Referring expression data
============================================================

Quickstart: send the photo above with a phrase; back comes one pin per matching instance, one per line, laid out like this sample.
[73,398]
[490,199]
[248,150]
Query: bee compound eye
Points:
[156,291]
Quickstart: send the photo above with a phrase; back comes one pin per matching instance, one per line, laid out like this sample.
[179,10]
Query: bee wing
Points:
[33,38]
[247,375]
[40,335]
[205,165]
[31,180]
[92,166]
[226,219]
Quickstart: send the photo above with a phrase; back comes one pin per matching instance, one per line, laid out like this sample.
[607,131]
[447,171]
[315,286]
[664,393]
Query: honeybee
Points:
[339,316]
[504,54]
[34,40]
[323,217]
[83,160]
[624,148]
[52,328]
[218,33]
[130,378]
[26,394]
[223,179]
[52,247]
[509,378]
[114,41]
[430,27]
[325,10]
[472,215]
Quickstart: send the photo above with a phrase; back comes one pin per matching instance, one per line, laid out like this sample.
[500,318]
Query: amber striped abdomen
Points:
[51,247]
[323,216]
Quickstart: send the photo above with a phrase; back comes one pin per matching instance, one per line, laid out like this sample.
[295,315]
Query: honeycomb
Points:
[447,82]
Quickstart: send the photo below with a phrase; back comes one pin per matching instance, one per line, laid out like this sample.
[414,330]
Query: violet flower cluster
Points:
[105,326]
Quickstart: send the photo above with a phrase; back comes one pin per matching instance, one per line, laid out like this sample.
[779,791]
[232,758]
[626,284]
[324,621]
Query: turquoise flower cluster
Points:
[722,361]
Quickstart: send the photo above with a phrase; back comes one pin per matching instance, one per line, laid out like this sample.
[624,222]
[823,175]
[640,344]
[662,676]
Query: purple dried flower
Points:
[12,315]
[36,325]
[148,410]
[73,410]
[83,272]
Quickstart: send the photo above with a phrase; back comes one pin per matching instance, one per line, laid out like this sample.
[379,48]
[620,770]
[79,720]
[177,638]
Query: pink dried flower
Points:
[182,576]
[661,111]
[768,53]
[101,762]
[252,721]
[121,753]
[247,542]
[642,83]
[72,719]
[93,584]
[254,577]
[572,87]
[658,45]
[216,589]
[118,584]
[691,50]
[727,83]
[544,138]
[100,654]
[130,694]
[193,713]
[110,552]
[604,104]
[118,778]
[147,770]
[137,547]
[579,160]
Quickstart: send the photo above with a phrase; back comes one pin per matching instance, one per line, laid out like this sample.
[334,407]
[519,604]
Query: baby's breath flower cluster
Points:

============================================================

▶ EXERCISE DETAILS:
Going through the entries, return every line holding the word "cluster".

▶ OUTPUT FOR THIS EXERCISE:
Query: violet flower cluster
Query: turquoise flower cluster
Query: baby's breath flower cluster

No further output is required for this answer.